"""

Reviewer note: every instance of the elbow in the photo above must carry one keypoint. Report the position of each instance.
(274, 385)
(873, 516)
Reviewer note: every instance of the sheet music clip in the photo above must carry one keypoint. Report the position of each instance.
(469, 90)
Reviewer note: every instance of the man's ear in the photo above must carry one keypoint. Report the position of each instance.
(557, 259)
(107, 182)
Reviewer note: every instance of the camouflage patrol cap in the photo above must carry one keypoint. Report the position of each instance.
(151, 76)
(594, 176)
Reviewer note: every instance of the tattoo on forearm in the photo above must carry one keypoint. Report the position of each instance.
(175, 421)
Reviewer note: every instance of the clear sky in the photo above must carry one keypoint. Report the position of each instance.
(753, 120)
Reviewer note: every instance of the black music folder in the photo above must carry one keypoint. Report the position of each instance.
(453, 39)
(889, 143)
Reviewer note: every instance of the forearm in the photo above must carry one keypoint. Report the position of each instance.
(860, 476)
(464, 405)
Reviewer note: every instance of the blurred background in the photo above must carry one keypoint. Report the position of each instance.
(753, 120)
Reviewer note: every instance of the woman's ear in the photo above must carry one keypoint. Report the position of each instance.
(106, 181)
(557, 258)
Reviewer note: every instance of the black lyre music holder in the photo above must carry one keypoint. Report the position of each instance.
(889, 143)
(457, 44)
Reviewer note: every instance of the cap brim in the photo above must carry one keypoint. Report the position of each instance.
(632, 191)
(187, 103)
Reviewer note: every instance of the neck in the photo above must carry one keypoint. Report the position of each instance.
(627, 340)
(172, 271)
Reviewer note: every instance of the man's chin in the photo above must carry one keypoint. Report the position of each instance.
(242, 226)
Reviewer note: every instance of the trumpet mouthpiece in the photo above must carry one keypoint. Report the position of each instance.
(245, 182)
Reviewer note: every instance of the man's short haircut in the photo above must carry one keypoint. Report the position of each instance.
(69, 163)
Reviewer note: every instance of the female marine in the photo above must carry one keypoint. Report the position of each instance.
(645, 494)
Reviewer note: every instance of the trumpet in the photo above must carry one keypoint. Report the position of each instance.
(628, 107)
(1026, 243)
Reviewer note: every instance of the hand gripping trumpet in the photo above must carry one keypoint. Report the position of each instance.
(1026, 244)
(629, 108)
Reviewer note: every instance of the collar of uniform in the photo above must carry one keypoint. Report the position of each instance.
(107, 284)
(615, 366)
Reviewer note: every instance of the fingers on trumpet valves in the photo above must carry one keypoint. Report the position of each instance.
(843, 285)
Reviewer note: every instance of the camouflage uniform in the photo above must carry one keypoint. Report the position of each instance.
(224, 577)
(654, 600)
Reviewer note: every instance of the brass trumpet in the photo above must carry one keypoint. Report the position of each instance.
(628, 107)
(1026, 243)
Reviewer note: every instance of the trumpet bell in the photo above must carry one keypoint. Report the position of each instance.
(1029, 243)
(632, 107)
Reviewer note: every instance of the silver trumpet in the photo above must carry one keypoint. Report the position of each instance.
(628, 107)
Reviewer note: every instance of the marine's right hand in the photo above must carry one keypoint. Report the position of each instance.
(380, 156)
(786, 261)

"""

_Task directions_:
Set out the complete listing exactly as shown.

_Solution_:
Reviewer note: every instance of the elbow in the photo above must carry one keypoint. Report the position of each instance.
(274, 385)
(873, 516)
Reviewer note: every instance of the sheet music clip in the photo above must carry one keypoint. Report the position of each instance.
(469, 90)
Reviewer note: every instance of the man's ear in the photo above must carry one keypoint. Report the position of each instance.
(557, 259)
(107, 182)
Reviewer note: every instance of the camouflage patrol cap in the photo above must carry one keypoint. Report the position of each instance.
(151, 76)
(594, 176)
Reviewer note: every instance of the tattoo on forearm in the photo above must carry one keypoint. Report the position of each instance.
(175, 421)
Reviewer note: every instance of the clear sky in the photo above must carry one keypoint. Report the position of each instance.
(753, 120)
Reviewer note: every instance of the black music folder in the photo above must carry one keypoint. Report the position of each instance.
(453, 39)
(889, 143)
Reviewer note: every instance of the forearm in the photo above must carry one keypoint. Report the position of each instance.
(860, 476)
(464, 405)
Reviewer note: every instance of the blurred background in the photo above must carry one keypoint. Report the position of each instance.
(753, 120)
Reviewer note: every instance of the woman's ear in the photo above must carry one keypoint. Report the position of each instance.
(106, 181)
(557, 258)
Reviewer note: every instance of the black lyre music holder in the photo above must carry one keypoint. Report the position of each instance.
(889, 143)
(457, 44)
Reviewer note: every instance of the cap brim in the photo above must carry one keypoint. Report the position of each instance.
(632, 191)
(187, 103)
Reviewer note: every instance of the neck in the photo above must carry one keypoint. Report the position of each instance.
(627, 340)
(172, 271)
Reviewer note: every instance of the man's chin in the photo above must carry one keypoint. Report the position of each instance.
(242, 226)
Reviewer note: every instance of the trumpet mouthpiece in the photo above must carry one keypoint. Report the position of each instance.
(245, 182)
Reviewer note: every instance of the man's short haircut in the photo above must carry one keypoint. Report the position of each instance.
(69, 163)
Reviewer note: every instance of the female marine in the photo above must carry one keypoint. Report the position of each instance.
(645, 494)
Reviewer note: every instance of the trumpet in the photo above must carry one keypoint. Report the position of each instance.
(628, 107)
(1026, 243)
Reviewer note: every instance of the hand gripping trumpet in the photo above must carry one keypoint. Report the position of each instance.
(1026, 244)
(629, 108)
Reviewer note: every instance of the collar of uniform in the photo above must carry one keypoint. Report the position of each instance.
(107, 284)
(615, 366)
Reviewer note: every instance of the fingers on trumpet valves in the photo above must carry one keypoint. Report the position of each instance.
(843, 285)
Reviewer note: every instance of the camouflage uniform in the photo above must carry one keypoint. Report the position of each instance.
(224, 577)
(654, 600)
Reviewer note: every instance of the brass trumpet in the photo above must carry one keypoint. Report the position of each instance.
(628, 107)
(1026, 243)
Reviewer note: every instance of the trumpet bell in the photo above must carry one keypoint. Report the position of each instance.
(1029, 243)
(632, 107)
Reviewer note: every instance of the silver trumpet in the photo above must carry one keypoint. Report the position of each instance.
(628, 107)
Reviewer note: every instance of the marine's right hand in the photo above must carry one keypoint. Report the position of each instance.
(380, 156)
(786, 261)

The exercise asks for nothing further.